**PAGE EXTRACT**
____________________

All Products
Search
Document Center

Elastic GPU Service:Diagnose a GPU by using the Cloud Assistant plug-in

Last Updated:Aug 12, 2024

You can use the Cloud Assistant plug-in to comprehensively diagnose the GPU or GPU driver of your GPU-accelerated instance and efficiently identify common errors that occur when the GPU runs, such as GPU anomalies and driver anomalies. Once anomalies are diagnosed, the system automatically initiates O&M operations. For example, the system sends notifications to you.

Procedure

Note

The procedure in this topic applies to the diagnosis of GPU-accelerated Linux instances. GPU-accelerated Linux instances are automatically pre-installed with the Cloud Assistant plug-in when you create the instances. For more information about Cloud Assistant, see Overview.

  1. Log on to the ECS console.

  2. In the left-side navigation pane, choose Maintenance & Monitoring > Cloud Assistant.

  3. In the upper part of the page, select the region where the desired GPU-accelerated instance resides.

  4. On the ECS Instances tab, find the instance and click Run Command in the Actions column.

  5. In the Create Command panel, configure parameters in the Command Information section.

    The following section describes key parameters. Use default values for other parameters. For more information, see Create a command.

    Important

    You must set the parameters to the values that are provided in the following section. Otherwise, Cloud Assistant may fail to run the command.

    云助手.jpg

    Command Type: Select Shell.

    Command content: Paste the following command content. For more information about sample shell commands, see View the system configurations of ECS instances.

    if acs-plugin-manager --list --local | grep ACS-ECS-GpuCheck > /dev/null 2>&1
    then
        acs-plugin-manager --remove --plugin ACS-ECS-GpuCheck
    fi
    acs-plugin-manager --exec --plugin ACS-ECS-GpuCheck

    Timeout: Specify the timeout period for running the command. When the command execution times out, Cloud Assistant forcefully terminates the execution process. In this example, the value is set to 180.

    Note

    The value of the Timeout parameter must be a positive integer that ranges from 10 to 86400. Unit: seconds. A value of 86400 is equivalent to 24 hours.

  6. Click Run to run the command to diagnose the health status of the GPU-accelerated instance by using Cloud Assistant.

____________________

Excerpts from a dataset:
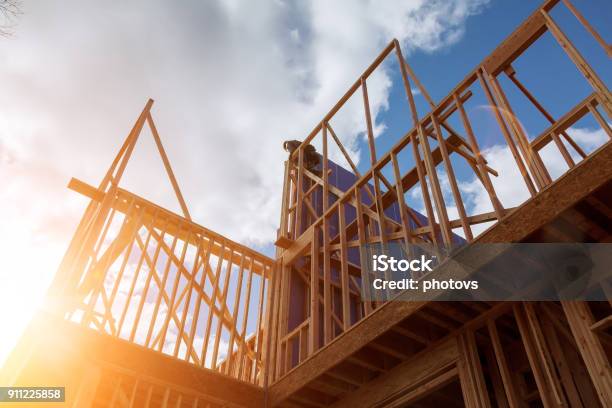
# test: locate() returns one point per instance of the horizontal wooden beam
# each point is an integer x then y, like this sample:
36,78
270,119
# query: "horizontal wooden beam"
175,224
61,350
535,213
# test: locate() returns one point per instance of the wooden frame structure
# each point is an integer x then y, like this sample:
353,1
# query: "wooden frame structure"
170,313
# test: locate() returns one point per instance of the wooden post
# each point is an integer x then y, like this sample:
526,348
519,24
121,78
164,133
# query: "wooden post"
481,166
506,133
583,66
580,320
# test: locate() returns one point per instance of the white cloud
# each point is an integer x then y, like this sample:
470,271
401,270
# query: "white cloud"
510,186
231,80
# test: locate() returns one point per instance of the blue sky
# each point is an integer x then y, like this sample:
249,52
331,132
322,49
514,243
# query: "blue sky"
544,69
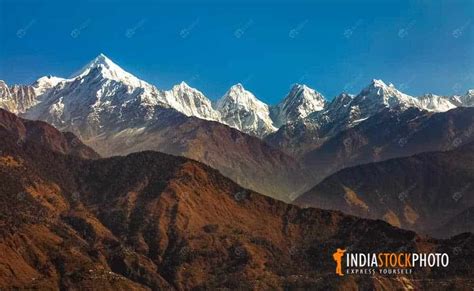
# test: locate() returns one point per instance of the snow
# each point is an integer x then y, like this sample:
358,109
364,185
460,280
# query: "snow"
300,102
102,94
240,109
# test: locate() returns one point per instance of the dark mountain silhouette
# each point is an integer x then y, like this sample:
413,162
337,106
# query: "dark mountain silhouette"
428,192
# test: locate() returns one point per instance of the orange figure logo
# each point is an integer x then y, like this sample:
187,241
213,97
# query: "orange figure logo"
337,256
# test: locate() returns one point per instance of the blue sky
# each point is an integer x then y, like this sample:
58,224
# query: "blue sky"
333,46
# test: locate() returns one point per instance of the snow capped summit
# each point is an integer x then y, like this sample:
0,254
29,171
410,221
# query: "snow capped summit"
191,102
44,84
299,103
106,68
378,94
239,108
467,99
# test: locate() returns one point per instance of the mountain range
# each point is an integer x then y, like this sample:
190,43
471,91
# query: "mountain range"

____________________

**INSTRUCTIONS**
#1 According to the GPU diagnosis guide, why must the command parameters be set to the values it provides?
#2 List the command parameters that the GPU diagnosis guide describes as key parameters.
#3 Update the GPU diagnosis guide between "The procedure in" and "Create a command.", inclusive, replacing "Actions" with "Operations".

**LIST OF ANSWERS**
#1 If the parameters are not set to the provided values, Cloud Assistant may fail to run the command.

#2
- Command Type
- Command content
- Timeout

#3
The procedure in this topic applies to the diagnosis of GPU-accelerated Linux instances. GPU-accelerated Linux instances are automatically pre-installed with the Cloud Assistant plug-in when you create the instances. For more information about Cloud Assistant, see Overview.

  1. Log on to the ECS console.

  2. In the left-side navigation pane, choose Maintenance & Monitoring > Cloud Assistant.

  3. In the upper part of the page, select the region where the desired GPU-accelerated instance resides.

  4. On the ECS Instances tab, find the instance and click Run Command in the Operations column.

  5. In the Create Command panel, configure parameters in the Command Information section.

    The following section describes key parameters. Use default values for other parameters. For more information, see Create a command.